[Action item] Please retype the entries exactly as they stand, leaving out any pictures.

[Record excerpts]
....

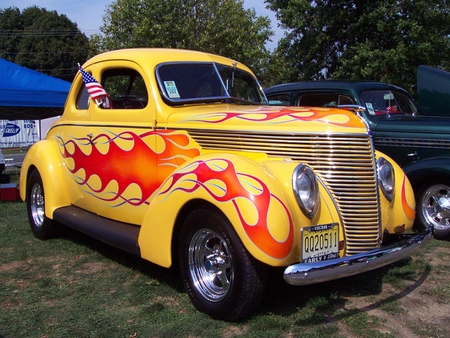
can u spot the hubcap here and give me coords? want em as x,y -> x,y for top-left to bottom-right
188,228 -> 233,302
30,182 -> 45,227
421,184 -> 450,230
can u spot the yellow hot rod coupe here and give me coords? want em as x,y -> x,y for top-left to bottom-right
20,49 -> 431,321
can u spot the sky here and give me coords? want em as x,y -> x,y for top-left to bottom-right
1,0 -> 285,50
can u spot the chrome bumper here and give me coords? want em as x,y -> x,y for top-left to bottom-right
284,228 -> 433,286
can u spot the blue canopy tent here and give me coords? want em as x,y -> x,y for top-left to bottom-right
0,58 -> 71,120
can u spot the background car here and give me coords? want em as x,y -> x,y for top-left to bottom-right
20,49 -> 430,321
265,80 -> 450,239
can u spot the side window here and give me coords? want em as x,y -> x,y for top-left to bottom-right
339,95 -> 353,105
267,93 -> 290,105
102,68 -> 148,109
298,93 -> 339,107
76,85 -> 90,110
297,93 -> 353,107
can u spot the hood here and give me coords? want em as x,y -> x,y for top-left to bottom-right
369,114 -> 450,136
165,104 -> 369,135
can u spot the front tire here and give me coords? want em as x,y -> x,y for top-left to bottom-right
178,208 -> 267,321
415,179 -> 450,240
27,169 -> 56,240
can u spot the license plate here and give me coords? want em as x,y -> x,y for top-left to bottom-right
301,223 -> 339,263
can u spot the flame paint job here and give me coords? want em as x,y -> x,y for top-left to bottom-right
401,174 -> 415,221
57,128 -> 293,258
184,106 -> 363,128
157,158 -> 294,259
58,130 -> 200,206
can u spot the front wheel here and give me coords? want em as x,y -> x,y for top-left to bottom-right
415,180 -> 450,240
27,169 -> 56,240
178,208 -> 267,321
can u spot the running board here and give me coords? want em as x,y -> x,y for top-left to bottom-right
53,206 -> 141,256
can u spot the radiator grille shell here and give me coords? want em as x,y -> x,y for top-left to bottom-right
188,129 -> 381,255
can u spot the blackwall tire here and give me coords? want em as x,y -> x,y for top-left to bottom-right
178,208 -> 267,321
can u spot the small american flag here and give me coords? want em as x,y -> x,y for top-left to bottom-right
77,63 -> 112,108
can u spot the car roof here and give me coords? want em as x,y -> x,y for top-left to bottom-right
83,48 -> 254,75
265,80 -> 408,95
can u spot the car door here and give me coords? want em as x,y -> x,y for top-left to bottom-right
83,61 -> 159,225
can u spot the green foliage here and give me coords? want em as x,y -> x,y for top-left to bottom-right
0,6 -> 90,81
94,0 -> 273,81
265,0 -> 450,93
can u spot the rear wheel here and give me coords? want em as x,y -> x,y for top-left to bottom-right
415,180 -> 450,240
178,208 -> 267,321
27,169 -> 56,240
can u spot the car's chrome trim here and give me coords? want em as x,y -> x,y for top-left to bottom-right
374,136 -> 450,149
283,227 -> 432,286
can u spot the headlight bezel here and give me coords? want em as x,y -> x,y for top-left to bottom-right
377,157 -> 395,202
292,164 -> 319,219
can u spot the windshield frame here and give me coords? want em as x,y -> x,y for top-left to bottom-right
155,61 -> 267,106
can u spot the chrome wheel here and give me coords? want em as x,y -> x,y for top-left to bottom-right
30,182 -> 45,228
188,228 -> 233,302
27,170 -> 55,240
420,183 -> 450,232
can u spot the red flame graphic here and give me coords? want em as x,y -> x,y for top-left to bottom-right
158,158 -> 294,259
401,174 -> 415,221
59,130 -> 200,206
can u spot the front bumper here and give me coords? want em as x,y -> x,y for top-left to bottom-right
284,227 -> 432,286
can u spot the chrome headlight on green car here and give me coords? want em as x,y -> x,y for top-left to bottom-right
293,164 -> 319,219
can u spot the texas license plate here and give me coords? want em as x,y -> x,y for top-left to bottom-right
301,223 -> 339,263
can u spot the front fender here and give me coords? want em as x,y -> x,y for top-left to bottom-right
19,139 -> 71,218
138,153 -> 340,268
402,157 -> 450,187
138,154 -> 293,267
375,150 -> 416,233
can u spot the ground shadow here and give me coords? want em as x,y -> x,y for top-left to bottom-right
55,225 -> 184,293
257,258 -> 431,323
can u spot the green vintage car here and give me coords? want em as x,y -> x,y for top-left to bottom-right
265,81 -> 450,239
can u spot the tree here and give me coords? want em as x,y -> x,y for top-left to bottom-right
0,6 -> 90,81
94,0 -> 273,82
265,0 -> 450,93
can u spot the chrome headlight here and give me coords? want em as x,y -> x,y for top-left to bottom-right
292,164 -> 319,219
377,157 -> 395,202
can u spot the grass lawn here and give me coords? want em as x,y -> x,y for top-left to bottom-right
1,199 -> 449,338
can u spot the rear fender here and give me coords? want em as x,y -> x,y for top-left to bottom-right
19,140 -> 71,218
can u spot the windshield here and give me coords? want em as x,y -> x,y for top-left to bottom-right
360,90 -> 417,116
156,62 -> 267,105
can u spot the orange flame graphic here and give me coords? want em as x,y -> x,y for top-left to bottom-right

....

[Solution to this task]
can u spot the hubcap here and give me coords? want em as x,y -> x,y for top-left to bottom-right
188,228 -> 233,302
30,182 -> 45,227
421,184 -> 450,230
can u spot the yellow hot rod coupe here and give me coords? want em as x,y -> x,y for top-left to bottom-right
20,49 -> 431,321
can u spot the sky here and give me coords? want em as x,y -> x,y for top-left to bottom-right
1,0 -> 285,50
can u spot the chrome bumper here and give me coords? want em as x,y -> x,y for top-left to bottom-right
284,228 -> 433,286
can u spot the blue canopy tent here and give me coords? want em as x,y -> x,y for top-left to bottom-right
0,58 -> 71,120
can u spot the background car here and give me coords? want em as x,y -> x,y for top-left to bottom-right
20,49 -> 430,321
265,80 -> 450,239
can u spot the side window here and give me coords? want em as x,y -> x,y for top-left to bottom-right
339,95 -> 353,105
267,93 -> 290,105
102,68 -> 148,109
298,93 -> 339,107
76,85 -> 90,110
297,93 -> 353,107
can u spot the hood here and give me coords? want em as x,y -> x,y for top-left to bottom-right
369,114 -> 450,136
165,104 -> 369,135
can u spot the front tire here and give me coords? want em as x,y -> x,y for top-left to bottom-right
178,208 -> 267,321
415,179 -> 450,240
27,169 -> 56,240
can u spot the license plate here and give me coords? want em as x,y -> x,y for top-left to bottom-right
301,223 -> 339,263
can u spot the flame paint job here and give me coords? want em as x,y -> x,y for top-left to bottom-right
401,174 -> 415,221
57,128 -> 293,258
184,106 -> 363,128
157,158 -> 294,259
58,130 -> 200,206
can u spot the front wheel here and give me coords? want em as x,y -> x,y for top-left to bottom-right
415,180 -> 450,240
27,169 -> 56,240
178,208 -> 267,321
can u spot the running board here and give me coords? want em as x,y -> x,y for top-left to bottom-right
53,206 -> 141,256
can u spot the radiator grille shell here and give me coords? want em as x,y -> x,y for top-left to bottom-right
188,129 -> 381,255
can u spot the blackwall tire here and give me coords? want em as x,y -> x,y for top-left to bottom-right
178,208 -> 267,321
can u spot the small american flag here and give me coords? want em as x,y -> x,y for top-left to bottom-right
77,63 -> 112,108
can u spot the car roof here and give me coords? want em as x,y -> x,y for top-left to bottom-right
83,48 -> 254,75
265,80 -> 408,95
can u spot the car door here and give me coords? want em as x,y -> x,y for top-left to bottom-right
83,61 -> 159,225
can u spot the green foliage here and give me coords? want em as x,y -> x,y for top-left to bottom-right
0,6 -> 90,81
94,0 -> 273,81
265,0 -> 450,93
can u spot the rear wheel here and give me coords? want em as x,y -> x,y for top-left to bottom-right
415,180 -> 450,240
178,208 -> 267,321
27,169 -> 56,240
can u spot the car's chrome trim here and give me coords? want em as x,y -> x,y for top-left to bottom-right
374,136 -> 450,149
283,227 -> 432,286
can u spot the headlight bezel here and give me coords? want em as x,y -> x,y for top-left to bottom-right
377,157 -> 395,202
292,164 -> 319,219
can u spot the windshield frame here and give me coords? want em as x,y -> x,y for top-left to bottom-right
155,61 -> 267,106
can u spot the chrome wheel here and give me coords? want em as x,y -> x,y for top-left to bottom-right
30,182 -> 45,228
188,228 -> 233,302
27,170 -> 55,240
420,183 -> 450,232
can u spot the red flame graphic here and give me coords? want em as x,y -> x,y for top-left to bottom-right
158,158 -> 294,259
401,174 -> 415,221
59,130 -> 200,206
can u spot the front bumper here and give me coords? want em as x,y -> x,y for top-left to bottom-right
284,227 -> 432,286
can u spot the chrome headlight on green car here and give me coords? want em as x,y -> x,y for top-left to bottom-right
293,164 -> 319,219
can u spot the texas license plate here and give me coords? want em as x,y -> x,y for top-left to bottom-right
301,223 -> 339,263
can u spot the front fender here and give me coords? want em as x,y -> x,y for top-left to bottom-right
19,139 -> 71,218
138,153 -> 340,268
402,157 -> 450,187
138,154 -> 293,267
375,150 -> 416,233
can u spot the ground shadow here and give me coords? want em as x,y -> x,y for top-left to bottom-right
55,225 -> 184,293
257,258 -> 431,323
can u spot the green vintage car here and give me coords? want em as x,y -> x,y for top-left to bottom-right
265,81 -> 450,239
can u spot the tree here and give me coords? want em as x,y -> x,y for top-left to bottom-right
0,6 -> 90,81
94,0 -> 273,82
265,0 -> 450,93
can u spot the chrome headlight here and give me coords? want em as x,y -> x,y for top-left to bottom-right
292,164 -> 319,219
377,157 -> 395,202
can u spot the grass lawn here and give me coords? want em as x,y -> x,y for top-left to bottom-right
1,199 -> 449,338
can u spot the rear fender here and give me coords? want em as x,y -> x,y for top-left to bottom-right
19,140 -> 71,218
can u spot the windshield here and give me coords? want em as x,y -> x,y for top-left to bottom-right
360,90 -> 417,116
156,62 -> 267,105
can u spot the orange flame graphic here and give me coords? want em as x,y -> x,y for top-left to bottom-right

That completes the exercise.